(Entries from a point annotation set)
<<<<
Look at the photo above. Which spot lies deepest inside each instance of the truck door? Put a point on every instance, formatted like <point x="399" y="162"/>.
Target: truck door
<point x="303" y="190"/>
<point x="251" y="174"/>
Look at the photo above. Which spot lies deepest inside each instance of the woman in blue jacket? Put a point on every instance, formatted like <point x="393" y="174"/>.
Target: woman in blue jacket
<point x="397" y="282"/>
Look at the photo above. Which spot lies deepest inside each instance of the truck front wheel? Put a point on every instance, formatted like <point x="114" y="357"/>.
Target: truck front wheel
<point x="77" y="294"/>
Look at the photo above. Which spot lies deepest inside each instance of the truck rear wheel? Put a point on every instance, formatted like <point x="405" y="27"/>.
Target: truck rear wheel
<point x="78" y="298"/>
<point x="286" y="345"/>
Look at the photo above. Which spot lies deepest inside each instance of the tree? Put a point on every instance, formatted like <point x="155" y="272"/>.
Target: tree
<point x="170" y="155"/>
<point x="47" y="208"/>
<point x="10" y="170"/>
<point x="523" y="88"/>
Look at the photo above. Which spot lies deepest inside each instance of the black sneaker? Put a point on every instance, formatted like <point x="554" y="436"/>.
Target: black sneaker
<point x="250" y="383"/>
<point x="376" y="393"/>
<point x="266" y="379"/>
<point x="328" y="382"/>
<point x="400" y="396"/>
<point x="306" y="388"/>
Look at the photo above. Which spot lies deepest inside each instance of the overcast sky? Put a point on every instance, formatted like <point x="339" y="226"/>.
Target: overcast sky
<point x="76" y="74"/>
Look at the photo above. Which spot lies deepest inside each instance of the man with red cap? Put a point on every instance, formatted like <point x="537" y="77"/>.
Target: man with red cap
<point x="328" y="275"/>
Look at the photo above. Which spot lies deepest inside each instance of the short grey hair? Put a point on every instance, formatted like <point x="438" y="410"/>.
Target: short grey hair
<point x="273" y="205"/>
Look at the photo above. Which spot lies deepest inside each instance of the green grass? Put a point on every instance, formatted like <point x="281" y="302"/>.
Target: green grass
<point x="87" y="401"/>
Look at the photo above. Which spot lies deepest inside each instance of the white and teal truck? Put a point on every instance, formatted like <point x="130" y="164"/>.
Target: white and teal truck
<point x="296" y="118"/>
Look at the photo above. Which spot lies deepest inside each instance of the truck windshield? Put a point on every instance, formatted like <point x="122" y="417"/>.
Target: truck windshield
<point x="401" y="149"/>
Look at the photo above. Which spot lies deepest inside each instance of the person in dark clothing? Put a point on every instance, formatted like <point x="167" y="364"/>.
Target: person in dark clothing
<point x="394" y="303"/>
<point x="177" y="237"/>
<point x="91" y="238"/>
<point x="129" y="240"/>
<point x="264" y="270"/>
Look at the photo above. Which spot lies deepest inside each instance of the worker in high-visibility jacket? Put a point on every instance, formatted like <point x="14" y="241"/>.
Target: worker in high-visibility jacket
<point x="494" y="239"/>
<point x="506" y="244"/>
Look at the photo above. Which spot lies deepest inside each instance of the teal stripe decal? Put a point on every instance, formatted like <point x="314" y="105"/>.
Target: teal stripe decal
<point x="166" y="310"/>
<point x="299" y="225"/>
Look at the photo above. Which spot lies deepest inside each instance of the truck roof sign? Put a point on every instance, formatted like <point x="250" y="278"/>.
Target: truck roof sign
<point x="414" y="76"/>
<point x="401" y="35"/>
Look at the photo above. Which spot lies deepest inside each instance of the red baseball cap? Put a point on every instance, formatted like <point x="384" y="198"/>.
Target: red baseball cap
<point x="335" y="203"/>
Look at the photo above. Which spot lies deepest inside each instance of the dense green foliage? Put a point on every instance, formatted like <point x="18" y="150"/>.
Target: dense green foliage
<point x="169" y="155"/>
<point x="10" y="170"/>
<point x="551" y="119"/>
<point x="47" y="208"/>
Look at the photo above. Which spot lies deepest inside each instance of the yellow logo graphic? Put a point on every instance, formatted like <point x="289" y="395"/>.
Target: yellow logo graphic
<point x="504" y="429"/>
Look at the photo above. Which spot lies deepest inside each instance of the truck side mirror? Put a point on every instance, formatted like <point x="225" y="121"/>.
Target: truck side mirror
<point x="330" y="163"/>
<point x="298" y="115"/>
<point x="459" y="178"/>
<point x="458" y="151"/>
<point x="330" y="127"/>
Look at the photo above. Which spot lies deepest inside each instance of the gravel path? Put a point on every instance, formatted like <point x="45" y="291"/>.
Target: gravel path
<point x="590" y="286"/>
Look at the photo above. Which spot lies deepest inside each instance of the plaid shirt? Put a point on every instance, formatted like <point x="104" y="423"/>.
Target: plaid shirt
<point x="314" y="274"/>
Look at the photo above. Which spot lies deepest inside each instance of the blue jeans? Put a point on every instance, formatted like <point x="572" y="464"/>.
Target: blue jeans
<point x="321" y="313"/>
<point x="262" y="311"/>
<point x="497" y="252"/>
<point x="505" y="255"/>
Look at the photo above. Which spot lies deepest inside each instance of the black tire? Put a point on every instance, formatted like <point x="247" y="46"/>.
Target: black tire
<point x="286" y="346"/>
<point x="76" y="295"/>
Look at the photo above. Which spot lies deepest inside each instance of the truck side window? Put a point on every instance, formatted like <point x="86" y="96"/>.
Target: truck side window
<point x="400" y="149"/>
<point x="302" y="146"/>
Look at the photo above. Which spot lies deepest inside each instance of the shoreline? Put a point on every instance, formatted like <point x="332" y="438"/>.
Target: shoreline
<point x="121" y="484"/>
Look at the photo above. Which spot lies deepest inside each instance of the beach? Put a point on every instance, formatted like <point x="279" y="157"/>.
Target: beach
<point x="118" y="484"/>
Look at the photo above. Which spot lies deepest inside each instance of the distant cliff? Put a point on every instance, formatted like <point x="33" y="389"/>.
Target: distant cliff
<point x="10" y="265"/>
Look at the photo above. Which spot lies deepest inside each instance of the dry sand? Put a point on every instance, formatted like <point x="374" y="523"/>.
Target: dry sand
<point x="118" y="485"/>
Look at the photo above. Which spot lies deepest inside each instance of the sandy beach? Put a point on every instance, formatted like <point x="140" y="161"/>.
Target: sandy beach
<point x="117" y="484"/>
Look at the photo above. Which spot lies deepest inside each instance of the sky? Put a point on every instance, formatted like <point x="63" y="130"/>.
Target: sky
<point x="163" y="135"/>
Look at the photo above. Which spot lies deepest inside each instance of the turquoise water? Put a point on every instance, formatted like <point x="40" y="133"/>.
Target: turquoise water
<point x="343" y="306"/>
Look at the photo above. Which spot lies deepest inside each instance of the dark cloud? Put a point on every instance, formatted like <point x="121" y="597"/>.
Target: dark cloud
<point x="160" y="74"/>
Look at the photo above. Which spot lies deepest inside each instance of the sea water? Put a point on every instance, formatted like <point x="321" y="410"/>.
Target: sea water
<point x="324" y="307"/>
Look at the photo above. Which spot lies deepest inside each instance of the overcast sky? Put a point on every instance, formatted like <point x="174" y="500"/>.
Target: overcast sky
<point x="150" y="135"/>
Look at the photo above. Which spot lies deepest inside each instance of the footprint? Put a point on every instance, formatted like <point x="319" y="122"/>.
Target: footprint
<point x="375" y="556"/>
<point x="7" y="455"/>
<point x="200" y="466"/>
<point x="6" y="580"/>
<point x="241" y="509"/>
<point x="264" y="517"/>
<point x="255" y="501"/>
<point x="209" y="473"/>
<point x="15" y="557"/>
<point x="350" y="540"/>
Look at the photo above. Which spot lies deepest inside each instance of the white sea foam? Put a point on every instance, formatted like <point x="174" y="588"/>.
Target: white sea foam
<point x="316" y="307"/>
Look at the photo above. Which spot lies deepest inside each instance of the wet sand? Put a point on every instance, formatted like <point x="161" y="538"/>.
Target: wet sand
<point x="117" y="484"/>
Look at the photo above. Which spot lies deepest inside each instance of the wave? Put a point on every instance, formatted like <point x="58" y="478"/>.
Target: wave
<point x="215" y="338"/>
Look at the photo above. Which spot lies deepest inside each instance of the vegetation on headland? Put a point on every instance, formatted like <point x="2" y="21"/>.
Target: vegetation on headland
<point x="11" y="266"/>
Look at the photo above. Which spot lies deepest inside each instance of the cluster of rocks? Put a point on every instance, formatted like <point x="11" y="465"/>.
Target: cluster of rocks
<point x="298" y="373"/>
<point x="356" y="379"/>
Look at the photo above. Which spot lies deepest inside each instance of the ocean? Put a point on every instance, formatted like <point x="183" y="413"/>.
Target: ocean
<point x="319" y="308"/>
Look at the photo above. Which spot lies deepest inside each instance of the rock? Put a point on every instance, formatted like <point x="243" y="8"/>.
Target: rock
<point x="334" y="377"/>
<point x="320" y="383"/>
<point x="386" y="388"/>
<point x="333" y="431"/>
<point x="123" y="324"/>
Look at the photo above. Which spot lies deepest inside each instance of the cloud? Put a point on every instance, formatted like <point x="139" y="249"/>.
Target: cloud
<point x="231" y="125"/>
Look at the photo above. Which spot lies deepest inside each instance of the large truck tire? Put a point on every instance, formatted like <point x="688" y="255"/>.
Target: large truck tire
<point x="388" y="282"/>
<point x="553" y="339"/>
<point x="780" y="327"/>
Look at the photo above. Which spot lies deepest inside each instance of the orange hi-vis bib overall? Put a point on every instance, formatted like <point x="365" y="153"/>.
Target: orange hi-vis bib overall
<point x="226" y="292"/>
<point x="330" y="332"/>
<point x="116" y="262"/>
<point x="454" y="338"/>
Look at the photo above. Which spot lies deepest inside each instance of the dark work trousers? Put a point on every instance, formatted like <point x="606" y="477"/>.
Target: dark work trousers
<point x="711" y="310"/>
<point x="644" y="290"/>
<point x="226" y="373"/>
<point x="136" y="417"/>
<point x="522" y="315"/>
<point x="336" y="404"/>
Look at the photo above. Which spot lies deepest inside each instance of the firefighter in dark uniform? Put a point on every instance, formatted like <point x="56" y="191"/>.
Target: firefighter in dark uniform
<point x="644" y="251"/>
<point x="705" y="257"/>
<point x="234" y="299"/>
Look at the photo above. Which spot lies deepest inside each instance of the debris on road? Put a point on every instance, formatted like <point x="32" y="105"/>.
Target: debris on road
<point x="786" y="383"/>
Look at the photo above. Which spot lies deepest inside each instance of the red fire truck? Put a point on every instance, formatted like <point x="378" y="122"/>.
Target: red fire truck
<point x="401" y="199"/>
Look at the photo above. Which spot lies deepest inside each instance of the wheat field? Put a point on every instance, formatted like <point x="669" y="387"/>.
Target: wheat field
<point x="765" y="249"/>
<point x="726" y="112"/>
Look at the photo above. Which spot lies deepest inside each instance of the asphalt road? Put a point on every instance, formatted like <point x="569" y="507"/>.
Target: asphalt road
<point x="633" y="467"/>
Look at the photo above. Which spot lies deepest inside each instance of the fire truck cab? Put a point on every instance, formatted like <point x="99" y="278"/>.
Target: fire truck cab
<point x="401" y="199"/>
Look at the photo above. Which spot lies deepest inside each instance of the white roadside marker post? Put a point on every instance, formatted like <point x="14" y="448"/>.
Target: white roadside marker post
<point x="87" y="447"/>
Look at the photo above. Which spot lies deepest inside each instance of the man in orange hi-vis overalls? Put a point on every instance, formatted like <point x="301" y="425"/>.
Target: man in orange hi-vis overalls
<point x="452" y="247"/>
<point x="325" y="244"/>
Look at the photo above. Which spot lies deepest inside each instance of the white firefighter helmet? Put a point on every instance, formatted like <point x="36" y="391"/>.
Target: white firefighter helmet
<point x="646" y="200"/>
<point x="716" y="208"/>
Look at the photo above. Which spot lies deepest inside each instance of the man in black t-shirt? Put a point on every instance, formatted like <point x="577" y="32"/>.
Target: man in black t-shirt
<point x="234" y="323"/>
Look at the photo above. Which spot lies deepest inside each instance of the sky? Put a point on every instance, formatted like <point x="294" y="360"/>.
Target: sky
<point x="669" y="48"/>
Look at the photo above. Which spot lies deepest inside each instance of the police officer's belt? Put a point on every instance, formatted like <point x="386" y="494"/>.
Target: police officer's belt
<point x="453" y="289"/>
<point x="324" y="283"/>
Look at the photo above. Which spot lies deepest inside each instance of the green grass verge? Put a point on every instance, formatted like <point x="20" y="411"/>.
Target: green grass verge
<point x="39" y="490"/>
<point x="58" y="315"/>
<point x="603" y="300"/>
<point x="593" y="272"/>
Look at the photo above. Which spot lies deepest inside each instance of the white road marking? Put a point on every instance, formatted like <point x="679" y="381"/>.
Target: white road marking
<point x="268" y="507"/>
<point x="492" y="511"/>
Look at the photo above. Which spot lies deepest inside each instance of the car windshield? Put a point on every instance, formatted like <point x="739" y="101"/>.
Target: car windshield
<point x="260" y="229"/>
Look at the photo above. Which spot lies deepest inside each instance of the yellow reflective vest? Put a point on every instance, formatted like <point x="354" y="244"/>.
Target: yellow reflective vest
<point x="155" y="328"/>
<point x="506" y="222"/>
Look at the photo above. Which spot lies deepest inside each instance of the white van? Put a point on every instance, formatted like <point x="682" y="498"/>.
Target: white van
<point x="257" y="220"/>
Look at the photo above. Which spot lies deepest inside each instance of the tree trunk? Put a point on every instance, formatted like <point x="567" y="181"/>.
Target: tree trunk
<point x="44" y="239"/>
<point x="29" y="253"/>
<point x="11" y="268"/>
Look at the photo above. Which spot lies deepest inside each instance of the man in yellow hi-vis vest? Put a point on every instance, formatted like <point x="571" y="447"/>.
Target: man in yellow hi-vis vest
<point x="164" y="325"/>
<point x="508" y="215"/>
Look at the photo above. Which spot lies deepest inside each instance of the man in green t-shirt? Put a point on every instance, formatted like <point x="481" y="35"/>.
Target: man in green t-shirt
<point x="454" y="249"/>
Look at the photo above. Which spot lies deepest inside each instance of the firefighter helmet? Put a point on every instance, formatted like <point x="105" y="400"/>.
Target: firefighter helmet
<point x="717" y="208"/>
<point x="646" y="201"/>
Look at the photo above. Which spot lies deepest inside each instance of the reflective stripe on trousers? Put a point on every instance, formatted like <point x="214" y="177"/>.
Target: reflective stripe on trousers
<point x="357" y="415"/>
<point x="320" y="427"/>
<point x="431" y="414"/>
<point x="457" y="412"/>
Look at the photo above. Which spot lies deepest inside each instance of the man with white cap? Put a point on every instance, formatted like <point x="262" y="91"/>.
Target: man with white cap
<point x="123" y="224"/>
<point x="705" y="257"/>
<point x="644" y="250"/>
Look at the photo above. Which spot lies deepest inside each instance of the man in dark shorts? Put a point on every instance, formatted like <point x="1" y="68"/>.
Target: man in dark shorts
>>>>
Aim of the task ▸
Can you change "reflective stripe" to "reflective band" in the records, starting at the line that contains "the firefighter helmet?" and ending at the end of the records, leaving everything else unchanged?

The solution ▸
Look at the photo above. Which spot lies deepest inside each instance of the firefighter helmet? Put a point on every instance, formatted like <point x="105" y="400"/>.
Target: firefighter helmet
<point x="717" y="208"/>
<point x="646" y="201"/>
Look at the photo above. Which spot lies deepest inside each instance of the reflective band on trousers? Put a point on every instance, formatted like <point x="214" y="177"/>.
Target: reflective band on trousers
<point x="357" y="415"/>
<point x="320" y="427"/>
<point x="431" y="414"/>
<point x="457" y="412"/>
Look at the photo above. Which spot lies deepest inside each instance of the man with white cap? Put a point on every instance, formatted like <point x="262" y="91"/>.
Target: man with white cap
<point x="123" y="224"/>
<point x="705" y="257"/>
<point x="644" y="250"/>
Look at the photo above. Which spot lies deepest inside each instance of the man in dark shorts? Put a point on every instance, formatted like <point x="1" y="68"/>.
Target: man in dark shorts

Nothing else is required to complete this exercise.